▶ [What this task involves]: The entries below should be transcribed in their entirety, exactly as written.

Extracted data entries
──────────

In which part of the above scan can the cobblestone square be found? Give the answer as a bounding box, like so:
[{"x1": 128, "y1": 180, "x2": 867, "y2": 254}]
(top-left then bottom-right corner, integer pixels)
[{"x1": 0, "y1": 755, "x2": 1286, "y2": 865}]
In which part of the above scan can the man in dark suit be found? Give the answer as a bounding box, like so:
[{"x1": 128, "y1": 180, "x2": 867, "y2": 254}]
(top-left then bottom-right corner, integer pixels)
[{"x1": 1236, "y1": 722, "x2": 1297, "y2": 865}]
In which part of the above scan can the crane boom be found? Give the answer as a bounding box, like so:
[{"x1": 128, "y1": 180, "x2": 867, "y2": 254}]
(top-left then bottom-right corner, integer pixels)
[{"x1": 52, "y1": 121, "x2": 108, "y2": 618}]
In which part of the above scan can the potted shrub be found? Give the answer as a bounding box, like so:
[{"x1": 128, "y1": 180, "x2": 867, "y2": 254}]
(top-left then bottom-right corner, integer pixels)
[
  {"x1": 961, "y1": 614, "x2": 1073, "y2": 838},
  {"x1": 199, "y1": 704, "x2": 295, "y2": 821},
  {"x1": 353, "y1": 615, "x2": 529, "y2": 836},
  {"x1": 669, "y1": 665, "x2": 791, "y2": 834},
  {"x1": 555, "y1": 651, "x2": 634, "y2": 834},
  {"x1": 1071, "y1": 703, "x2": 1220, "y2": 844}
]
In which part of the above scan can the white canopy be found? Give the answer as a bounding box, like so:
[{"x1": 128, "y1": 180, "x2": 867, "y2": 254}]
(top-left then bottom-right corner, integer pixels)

──────────

▶ [Answer to this exercise]:
In which part of the above scan can the cobblestone square be found? Give the answer as a bounding box, like so:
[{"x1": 128, "y1": 180, "x2": 867, "y2": 254}]
(top-left then bottom-right corner, integer pixels)
[{"x1": 0, "y1": 755, "x2": 1286, "y2": 865}]
In which part of the above scan can the man in dark suit be found? Give the answer as a bounding box, like so:
[{"x1": 128, "y1": 180, "x2": 867, "y2": 254}]
(top-left then bottom-right corner, integer pixels)
[{"x1": 1236, "y1": 722, "x2": 1297, "y2": 865}]
In which part of the above scan can the crane boom be found? Give the answer as a bounding box, like so:
[{"x1": 128, "y1": 180, "x2": 867, "y2": 254}]
(top-left then bottom-right corner, integer pixels)
[{"x1": 52, "y1": 121, "x2": 108, "y2": 618}]
In which part of the above scan can the potted shrub be found? Give the answer as a bounding box, like so:
[{"x1": 128, "y1": 180, "x2": 867, "y2": 254}]
(top-left then bottom-right corner, integer pixels)
[
  {"x1": 961, "y1": 614, "x2": 1073, "y2": 838},
  {"x1": 199, "y1": 704, "x2": 295, "y2": 821},
  {"x1": 353, "y1": 615, "x2": 529, "y2": 836},
  {"x1": 669, "y1": 665, "x2": 791, "y2": 834},
  {"x1": 555, "y1": 651, "x2": 634, "y2": 834},
  {"x1": 1071, "y1": 703, "x2": 1220, "y2": 844}
]
In which part of the above scan can the white canopy be found? Give the answer as a bounding box, like so:
[{"x1": 128, "y1": 180, "x2": 867, "y2": 254}]
(top-left then bottom-right corner, integer pixels)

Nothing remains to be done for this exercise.